Your assignment
Every line in the listing should be set down again verbatim.

The data
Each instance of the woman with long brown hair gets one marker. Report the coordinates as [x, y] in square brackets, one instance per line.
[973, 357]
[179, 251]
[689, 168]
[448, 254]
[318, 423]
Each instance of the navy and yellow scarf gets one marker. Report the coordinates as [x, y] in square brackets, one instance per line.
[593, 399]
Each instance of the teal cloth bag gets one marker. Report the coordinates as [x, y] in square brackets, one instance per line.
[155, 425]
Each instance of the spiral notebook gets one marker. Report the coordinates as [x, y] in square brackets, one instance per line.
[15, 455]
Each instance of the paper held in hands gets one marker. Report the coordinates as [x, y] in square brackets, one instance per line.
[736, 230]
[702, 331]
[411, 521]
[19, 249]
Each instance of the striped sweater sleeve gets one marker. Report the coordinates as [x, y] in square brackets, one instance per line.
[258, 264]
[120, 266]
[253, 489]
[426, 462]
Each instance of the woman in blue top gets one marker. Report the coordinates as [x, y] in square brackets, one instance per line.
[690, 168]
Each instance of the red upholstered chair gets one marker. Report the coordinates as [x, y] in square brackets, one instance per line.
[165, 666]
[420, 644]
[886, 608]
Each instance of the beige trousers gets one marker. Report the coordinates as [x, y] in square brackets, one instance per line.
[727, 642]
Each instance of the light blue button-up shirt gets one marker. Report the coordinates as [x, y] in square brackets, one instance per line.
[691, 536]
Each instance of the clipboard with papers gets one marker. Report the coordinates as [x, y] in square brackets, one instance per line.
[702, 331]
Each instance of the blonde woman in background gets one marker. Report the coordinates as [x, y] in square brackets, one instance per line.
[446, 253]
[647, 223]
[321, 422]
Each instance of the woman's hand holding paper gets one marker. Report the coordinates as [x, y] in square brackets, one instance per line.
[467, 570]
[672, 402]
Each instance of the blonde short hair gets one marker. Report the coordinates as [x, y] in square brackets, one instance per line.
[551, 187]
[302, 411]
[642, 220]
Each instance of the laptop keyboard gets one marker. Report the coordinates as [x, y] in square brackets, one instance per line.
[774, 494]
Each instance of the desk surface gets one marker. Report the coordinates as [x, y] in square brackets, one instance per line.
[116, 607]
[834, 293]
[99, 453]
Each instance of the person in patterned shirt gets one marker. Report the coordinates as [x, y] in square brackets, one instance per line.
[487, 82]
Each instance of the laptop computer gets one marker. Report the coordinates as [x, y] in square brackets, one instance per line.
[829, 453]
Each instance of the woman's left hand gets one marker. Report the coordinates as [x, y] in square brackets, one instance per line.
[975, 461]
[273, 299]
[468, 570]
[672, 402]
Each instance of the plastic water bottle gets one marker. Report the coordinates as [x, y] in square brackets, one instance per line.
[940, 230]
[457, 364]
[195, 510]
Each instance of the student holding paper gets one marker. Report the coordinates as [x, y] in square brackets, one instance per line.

Task answer
Each instance of the woman with long brown hair gets one marker. Report the coordinates as [x, y] in square brackets, one instance per line.
[973, 357]
[179, 251]
[689, 168]
[448, 254]
[318, 423]
Each instance of the navy and yellow scarf gets one marker. Report the coordinates as [x, y] in square brackets, one instance per line.
[593, 399]
Each instance of the teal cloth bag gets one marker. Report the coordinates as [x, y] in square brackets, one instance per line.
[155, 425]
Each instance of the spiral notebook gets one marker. Report the coordinates as [x, y] in square brackets, one instance per line.
[15, 455]
Each instance of the paper held in hands gets one marker. Report the coordinates as [x, y] in square brackets, one instance per line.
[736, 230]
[702, 331]
[411, 521]
[19, 249]
Each instance of the striped sweater sleeve gets one marker. Report the coordinates as [x, y] in square brackets, one instance per line.
[258, 264]
[120, 266]
[253, 489]
[426, 462]
Each instance of the woman in blue top gets one marker. Report the coordinates as [x, y] in square brackets, one instance per line.
[690, 168]
Each instance of the red upholstered chair gets one marker. Report the coordinates as [x, y] in square brackets, one instance per line.
[165, 666]
[420, 644]
[886, 608]
Each instance of the beige trousers gets one marker. Report the coordinates as [x, y] in square brackets, one instance per line.
[727, 642]
Each instance of the light blue button-up shirt gets one marker. Report the coordinates as [x, y] in square brackets, one instance per line.
[691, 536]
Each instance of the clipboard with papers gets one marker. Report the coordinates as [x, y] in square brackets, one instance per line.
[702, 331]
Each instance of the blonde woman in background gets one marker. Report the coordinates as [x, y] in square brackets, one instance per line.
[446, 253]
[647, 223]
[321, 422]
Each instance of the woman's hand holding paper gets one marker. Report the coordinates as [x, y] in square brackets, one instance per line.
[467, 570]
[672, 402]
Each instance of the blonde short hair gets one marker. Report the coordinates as [x, y] in square brackets, one instance per line.
[551, 187]
[302, 411]
[642, 220]
Each instance of the laptop keyboard gets one marker. Report the coordinates as [x, y] in square brackets, one instance per line.
[774, 494]
Each instance of the desk surface gets one marker. Report the coordinates as [x, y] in square brackets, one instance per line.
[116, 607]
[834, 293]
[99, 453]
Each instance of the person in patterned shirt gets one marker. Report the coordinates as [x, y] in square brackets, one instance per line.
[487, 82]
Each instance of the laptop computer gets one marker. Report the coordinates as [x, y] in square brackets, one instance per line.
[829, 453]
Each instance of the woman's left hand gets one marker. Report the coordinates as [x, y] in square brackets, one instance per line.
[975, 461]
[273, 299]
[468, 570]
[672, 402]
Each instance of the plastic water bottle gets one marker. Report the coordinates as [x, y] in square brackets, one instance per line.
[940, 230]
[457, 364]
[195, 510]
Each instance of the student holding paper gets one marker. Report the coordinates as [x, y] in square brackets, one instance per line.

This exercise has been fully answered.